• [AIM OF THE TASK]
The task calls for each record to be given again unchanged, minus any pictures.
################
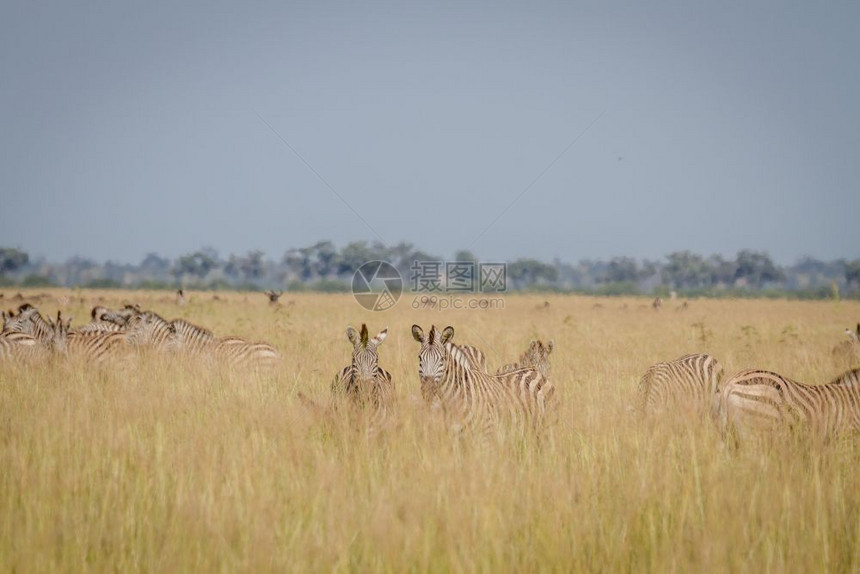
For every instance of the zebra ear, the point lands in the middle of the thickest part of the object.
(380, 337)
(352, 335)
(447, 334)
(418, 333)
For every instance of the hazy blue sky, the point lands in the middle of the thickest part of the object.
(145, 127)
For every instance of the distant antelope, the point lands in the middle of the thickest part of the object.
(471, 398)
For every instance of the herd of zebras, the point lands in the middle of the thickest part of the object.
(111, 334)
(454, 378)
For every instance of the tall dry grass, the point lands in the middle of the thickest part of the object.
(173, 466)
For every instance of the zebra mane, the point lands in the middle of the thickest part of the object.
(851, 378)
(458, 357)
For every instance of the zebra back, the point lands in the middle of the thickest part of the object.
(535, 357)
(763, 400)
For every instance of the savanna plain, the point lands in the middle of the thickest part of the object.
(165, 465)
################
• [WRITTEN RESPONSE]
For every instance of the zebra ear, the point lands in the middle of the thickest part of the object.
(380, 337)
(352, 335)
(447, 334)
(418, 333)
For every instance of the hazy blue sky, the point lands in the middle of the thickest part of the object.
(145, 127)
For every instance of the distant antelope, the point lands in the middle of the thickest part of the object.
(471, 398)
For every instance of the herd of zebras, the point lands in the middle of the thickest part of the object.
(111, 334)
(454, 378)
For every instance of the tall dry grass, the point lands in the middle of the thickest part of the object.
(173, 466)
For every instance of the zebra mane, the point lands in the middle of the thickest part of the object.
(851, 378)
(458, 357)
For every instance of the zebra back, the point lands in the middle of the thickest part of the object.
(535, 357)
(763, 400)
For every instance of the savanna plain, the point lands in the middle of the thickest part of the object.
(165, 465)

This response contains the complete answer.